[start DOCUMENT SECTION]

Ensuring resilience: Spain, Storms, North Hyde and What They Tell us About our Electricity Supply – Part 2

30 Sep 2025

In the aftermath of high profile – and highly impactful – power system failures in recent months, most notably affecting Heathrow airport and the entire Iberian peninsula, UKERC Co-Director Keith Bell reflects on those events and what lessons they hold for ensuring that electricity supplies remain sufficiently resilient as we transition to a low carbon power system.

In this second part of a two-part extended blog, Keith summarises what happened at North Hyde to cause Heathrow airport to shut down. He also discusses some of the principles that guide design and operation of power systems and how we can ensure continued resilience of electricity supply. Read Part 1 here.

Stuff Happens

All sorts of unplanned things happen on power systems – changes to demand, equipment failures or short-circuit faults caused by the weather (in particular lightning or high winds affecting equipment directly or causing flying debris). In storms such as Arwen in November 2021 or Floris in August 2025, not only are there interruptions to electricity users’ supply but there is damage to overhead lines and blocking of roads makes it difficult for repairs to be carried out. It then becomes essential that good, clear information is given to users so that, if possible, they can make alternative arrangements for heating and hot food, and make sure that vulnerable family members or neighbours are looked after. If it looks like it will take a while, local resilience plans involving local authorities can be put into action to provide refuges and the network company will visit households on the priority services register and, if necessary, provide temporary supplies of power via small generators or batteries.

The network is designed so that there are spare connections to large groups of demand such that if one goes out of service, there is enough capacity elsewhere. However, some reconfiguration of section of network might be necessary to make use of it. This was the case after the fire at National Grid Electricity Transmission’s North Hyde 275 kV substation in March 2025 that led to many hours of disruption at Heathrow airport. Three substations connected the local distribution network to the airport. Each one of them had enough capacity to support all of Heathrow’s demand. However, Heathrow’s own, on-site network was operated in a split configuration; the loss of the connection from North Hyde to one of Heathrow’s substations caused interruptions to everything supplied from that substation. That led Heathrow’s managers to decide to cease flight operations at the airport. What was surprising to a lot of distribution network engineers was that Heathrow’s network reconfiguration plan to re-establish supplies via one of the other substations would take as long as 10-12 hours to work through.

[end DOCUMENT SECTION]
[start GIVEN INFORMATION]

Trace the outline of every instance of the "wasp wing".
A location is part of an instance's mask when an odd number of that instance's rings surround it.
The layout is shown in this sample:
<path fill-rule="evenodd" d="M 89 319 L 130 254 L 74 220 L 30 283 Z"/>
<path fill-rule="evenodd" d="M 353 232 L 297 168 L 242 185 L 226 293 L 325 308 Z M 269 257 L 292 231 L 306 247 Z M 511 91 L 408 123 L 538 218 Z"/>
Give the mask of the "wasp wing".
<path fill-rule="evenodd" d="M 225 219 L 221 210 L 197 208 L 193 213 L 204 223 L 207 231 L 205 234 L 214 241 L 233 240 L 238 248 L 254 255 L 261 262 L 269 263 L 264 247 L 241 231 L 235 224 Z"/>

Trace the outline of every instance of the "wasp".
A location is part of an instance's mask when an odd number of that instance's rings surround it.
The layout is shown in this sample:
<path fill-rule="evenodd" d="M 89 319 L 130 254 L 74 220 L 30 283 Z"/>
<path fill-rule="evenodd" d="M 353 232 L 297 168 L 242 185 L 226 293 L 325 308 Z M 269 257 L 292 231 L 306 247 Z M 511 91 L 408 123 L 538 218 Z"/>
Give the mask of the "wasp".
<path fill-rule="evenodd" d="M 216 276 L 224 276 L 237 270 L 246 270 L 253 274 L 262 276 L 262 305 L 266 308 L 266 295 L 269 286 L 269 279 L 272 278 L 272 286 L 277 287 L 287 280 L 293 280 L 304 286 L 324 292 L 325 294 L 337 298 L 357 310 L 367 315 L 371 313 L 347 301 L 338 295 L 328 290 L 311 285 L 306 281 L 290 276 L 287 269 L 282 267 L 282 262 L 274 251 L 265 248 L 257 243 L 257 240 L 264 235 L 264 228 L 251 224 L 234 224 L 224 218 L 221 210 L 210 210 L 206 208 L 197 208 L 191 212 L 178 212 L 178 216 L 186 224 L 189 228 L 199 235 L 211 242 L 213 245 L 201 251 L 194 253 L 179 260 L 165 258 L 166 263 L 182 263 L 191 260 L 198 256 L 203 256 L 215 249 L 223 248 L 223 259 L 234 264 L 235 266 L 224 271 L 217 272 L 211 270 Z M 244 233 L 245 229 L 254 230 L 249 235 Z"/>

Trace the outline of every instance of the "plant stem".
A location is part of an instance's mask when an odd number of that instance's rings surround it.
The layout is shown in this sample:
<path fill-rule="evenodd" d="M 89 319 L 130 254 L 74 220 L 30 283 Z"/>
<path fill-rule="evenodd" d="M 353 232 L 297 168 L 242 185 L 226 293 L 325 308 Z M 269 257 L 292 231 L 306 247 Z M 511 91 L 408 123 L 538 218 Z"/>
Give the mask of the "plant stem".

[end GIVEN INFORMATION]

EXERCISE REQUIREMENTS:
- A) From the blog post on electricity supply resilience above, transcribe the passage starting with "In the aftermath" and going on through "Part 1 here.".
- B) In the blog post on electricity supply resilience above, how long would Heathrow's network reconfiguration plan take to restore supplies through one of the other substations?

TASK-BY-TASK RESULTS:
- A)
In the aftermath of high profile – and highly impactful – power system failures in recent months, most notably affecting Heathrow airport and the entire Iberian peninsula, UKERC Co-Director Keith Bell reflects on those events and what lessons they hold for ensuring that electricity supplies remain sufficiently resilient as we transition to a low carbon power system.

In this second part of a two-part extended blog, Keith summarises what happened at North Hyde to cause Heathrow airport to shut down. He also discusses some of the principles that guide design and operation of power systems and how we can ensure continued resilience of electricity supply. Read Part 1 here.

- B) As long as 10-12 hours.